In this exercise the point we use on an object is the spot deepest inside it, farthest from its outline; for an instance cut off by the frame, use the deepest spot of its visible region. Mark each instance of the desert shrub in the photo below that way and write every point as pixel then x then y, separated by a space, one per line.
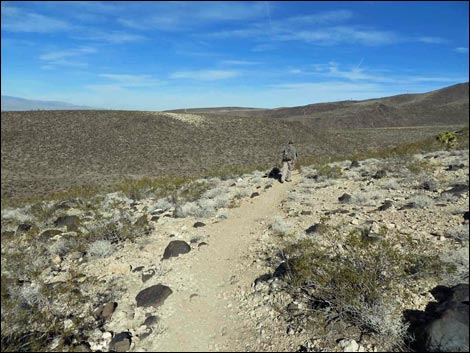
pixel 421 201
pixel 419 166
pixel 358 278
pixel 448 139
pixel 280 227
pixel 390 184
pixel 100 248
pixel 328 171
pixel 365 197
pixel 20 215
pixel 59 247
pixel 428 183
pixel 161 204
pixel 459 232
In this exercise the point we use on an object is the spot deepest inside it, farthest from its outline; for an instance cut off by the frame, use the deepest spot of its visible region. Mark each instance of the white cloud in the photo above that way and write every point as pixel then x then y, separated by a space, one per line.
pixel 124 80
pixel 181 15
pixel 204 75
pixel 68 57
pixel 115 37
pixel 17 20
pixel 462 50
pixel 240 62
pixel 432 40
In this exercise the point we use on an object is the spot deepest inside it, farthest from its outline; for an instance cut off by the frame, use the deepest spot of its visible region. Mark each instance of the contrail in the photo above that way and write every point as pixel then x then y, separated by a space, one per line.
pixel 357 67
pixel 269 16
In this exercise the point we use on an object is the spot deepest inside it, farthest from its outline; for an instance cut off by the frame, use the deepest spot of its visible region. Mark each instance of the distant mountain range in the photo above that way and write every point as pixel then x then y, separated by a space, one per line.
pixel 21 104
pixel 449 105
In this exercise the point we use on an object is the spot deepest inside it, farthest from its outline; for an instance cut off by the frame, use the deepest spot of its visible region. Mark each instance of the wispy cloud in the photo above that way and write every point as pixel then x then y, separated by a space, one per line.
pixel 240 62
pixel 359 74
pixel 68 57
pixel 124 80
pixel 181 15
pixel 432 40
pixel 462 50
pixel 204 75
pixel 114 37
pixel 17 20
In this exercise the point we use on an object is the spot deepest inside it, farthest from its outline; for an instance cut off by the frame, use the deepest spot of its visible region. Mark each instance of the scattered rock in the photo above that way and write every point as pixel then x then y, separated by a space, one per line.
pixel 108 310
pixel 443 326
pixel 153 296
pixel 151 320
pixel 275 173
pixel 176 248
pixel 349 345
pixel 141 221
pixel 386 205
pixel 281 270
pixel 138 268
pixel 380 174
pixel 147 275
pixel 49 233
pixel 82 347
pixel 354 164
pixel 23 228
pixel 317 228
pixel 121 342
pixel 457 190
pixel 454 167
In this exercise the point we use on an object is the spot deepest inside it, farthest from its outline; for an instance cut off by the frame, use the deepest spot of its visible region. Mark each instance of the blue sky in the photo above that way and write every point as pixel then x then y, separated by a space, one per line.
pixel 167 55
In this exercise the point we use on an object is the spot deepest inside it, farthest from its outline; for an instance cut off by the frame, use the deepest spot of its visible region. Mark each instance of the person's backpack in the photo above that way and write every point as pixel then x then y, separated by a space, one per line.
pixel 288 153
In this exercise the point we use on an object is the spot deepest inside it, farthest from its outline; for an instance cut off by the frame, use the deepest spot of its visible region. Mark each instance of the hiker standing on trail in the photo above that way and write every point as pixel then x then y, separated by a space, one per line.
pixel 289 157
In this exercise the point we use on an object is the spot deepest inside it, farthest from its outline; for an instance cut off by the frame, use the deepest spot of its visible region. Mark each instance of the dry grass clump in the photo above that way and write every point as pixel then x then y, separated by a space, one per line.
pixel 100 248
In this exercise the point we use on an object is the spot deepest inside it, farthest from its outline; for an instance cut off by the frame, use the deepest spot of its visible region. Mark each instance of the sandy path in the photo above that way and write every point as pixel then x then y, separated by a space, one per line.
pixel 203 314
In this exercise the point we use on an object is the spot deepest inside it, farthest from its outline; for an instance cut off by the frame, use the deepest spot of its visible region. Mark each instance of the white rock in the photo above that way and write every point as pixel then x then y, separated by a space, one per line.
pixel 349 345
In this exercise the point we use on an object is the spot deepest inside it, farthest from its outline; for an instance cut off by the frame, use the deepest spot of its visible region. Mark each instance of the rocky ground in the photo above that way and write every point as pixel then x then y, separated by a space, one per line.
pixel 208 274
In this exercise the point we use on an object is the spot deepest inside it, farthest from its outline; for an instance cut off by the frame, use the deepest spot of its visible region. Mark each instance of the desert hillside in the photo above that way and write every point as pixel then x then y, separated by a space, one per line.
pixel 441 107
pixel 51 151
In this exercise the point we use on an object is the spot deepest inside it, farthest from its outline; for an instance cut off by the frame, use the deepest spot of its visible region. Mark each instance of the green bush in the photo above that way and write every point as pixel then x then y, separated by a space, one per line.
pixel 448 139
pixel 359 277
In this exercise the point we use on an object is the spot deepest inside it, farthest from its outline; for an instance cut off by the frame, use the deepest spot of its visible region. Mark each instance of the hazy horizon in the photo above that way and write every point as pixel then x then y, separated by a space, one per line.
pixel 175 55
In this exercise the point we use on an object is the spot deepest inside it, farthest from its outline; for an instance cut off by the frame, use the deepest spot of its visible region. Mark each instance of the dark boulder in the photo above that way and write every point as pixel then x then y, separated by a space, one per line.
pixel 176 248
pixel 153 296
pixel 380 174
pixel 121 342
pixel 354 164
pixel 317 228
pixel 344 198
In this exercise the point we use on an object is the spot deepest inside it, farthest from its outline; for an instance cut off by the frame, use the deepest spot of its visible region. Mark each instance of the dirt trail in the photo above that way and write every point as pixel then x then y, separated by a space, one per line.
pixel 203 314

:::

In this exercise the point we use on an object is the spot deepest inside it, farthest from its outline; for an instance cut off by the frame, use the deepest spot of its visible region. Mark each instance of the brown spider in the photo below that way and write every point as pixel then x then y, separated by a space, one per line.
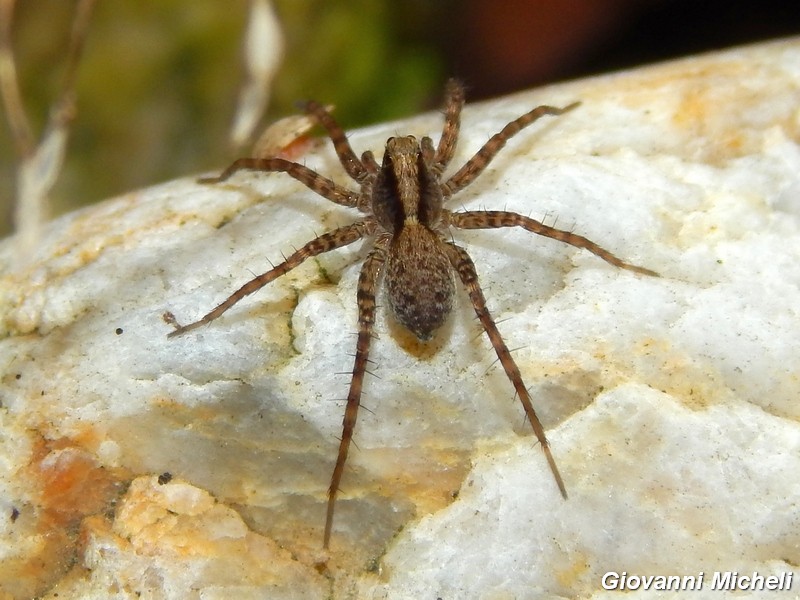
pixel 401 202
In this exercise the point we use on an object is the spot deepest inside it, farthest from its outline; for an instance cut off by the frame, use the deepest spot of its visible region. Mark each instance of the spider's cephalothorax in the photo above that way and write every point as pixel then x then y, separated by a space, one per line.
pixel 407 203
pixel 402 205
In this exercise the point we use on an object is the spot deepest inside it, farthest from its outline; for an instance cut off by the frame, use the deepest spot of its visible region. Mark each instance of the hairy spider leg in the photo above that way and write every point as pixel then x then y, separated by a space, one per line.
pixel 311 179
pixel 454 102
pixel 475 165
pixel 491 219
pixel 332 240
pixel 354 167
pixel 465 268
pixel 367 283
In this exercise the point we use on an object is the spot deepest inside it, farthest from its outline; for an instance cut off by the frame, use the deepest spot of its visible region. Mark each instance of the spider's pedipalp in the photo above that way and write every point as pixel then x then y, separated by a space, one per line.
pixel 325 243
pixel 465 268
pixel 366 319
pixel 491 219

:::

#### [Task statement]
Lay out the part of the entries above that opens with the line containing "of the contrail" and closes with the line containing "pixel 449 105", both included, as a Markdown table with columns No. and Line. Give each line its row number and leave out blank lines.

#### [Result]
| No. | Line |
|---|---|
| 1 | In this exercise the point we use on an object is the spot deepest inside it, farthest from its outline; for an instance cut off by the frame, use the deepest spot of its visible region. Mark each instance of the contrail in the photo above that way and write every point as pixel then x then y, separated by a space, one per line. |
| 2 | pixel 357 67 |
| 3 | pixel 269 16 |
| 4 | In this exercise the point we use on an object is the spot deepest inside it, farthest from its outline; for an instance cut off by the frame, use the deepest spot of its visible region. Mark each instance of the distant mountain range in the photo above that way and write every point as pixel then x then y, separated by a space, one per line. |
| 5 | pixel 21 104 |
| 6 | pixel 449 105 |